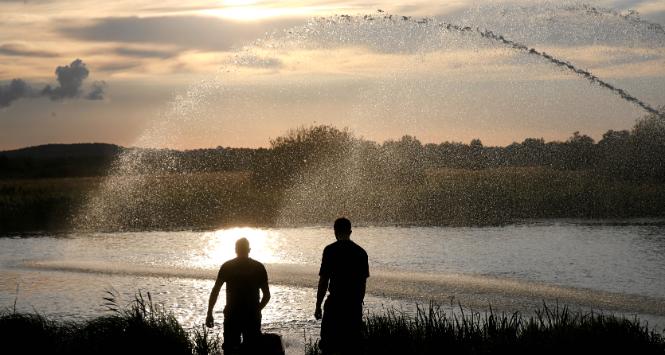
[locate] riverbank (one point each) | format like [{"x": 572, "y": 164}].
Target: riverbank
[
  {"x": 208, "y": 201},
  {"x": 145, "y": 328}
]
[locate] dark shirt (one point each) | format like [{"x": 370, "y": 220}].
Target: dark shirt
[
  {"x": 345, "y": 264},
  {"x": 244, "y": 277}
]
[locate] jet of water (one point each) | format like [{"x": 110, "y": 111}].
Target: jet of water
[{"x": 498, "y": 38}]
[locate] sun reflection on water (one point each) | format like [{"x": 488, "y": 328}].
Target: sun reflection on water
[{"x": 221, "y": 245}]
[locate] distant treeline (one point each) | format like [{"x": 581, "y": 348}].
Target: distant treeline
[
  {"x": 311, "y": 175},
  {"x": 636, "y": 154}
]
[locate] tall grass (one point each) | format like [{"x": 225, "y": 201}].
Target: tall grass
[
  {"x": 142, "y": 327},
  {"x": 550, "y": 331}
]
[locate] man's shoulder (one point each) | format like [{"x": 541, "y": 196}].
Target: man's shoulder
[{"x": 256, "y": 263}]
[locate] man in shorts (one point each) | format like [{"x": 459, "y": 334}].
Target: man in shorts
[
  {"x": 244, "y": 277},
  {"x": 344, "y": 272}
]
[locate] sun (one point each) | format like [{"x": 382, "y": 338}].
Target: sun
[{"x": 221, "y": 245}]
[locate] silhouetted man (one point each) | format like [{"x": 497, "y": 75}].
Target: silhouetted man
[
  {"x": 244, "y": 278},
  {"x": 344, "y": 271}
]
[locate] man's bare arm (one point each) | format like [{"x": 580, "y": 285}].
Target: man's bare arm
[
  {"x": 320, "y": 295},
  {"x": 210, "y": 321},
  {"x": 265, "y": 296}
]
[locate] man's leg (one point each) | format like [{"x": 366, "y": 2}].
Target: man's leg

▶ **What you should do**: How many of the lines above hold the word "like"? Answer with only the number.

▶ **Reply**: 12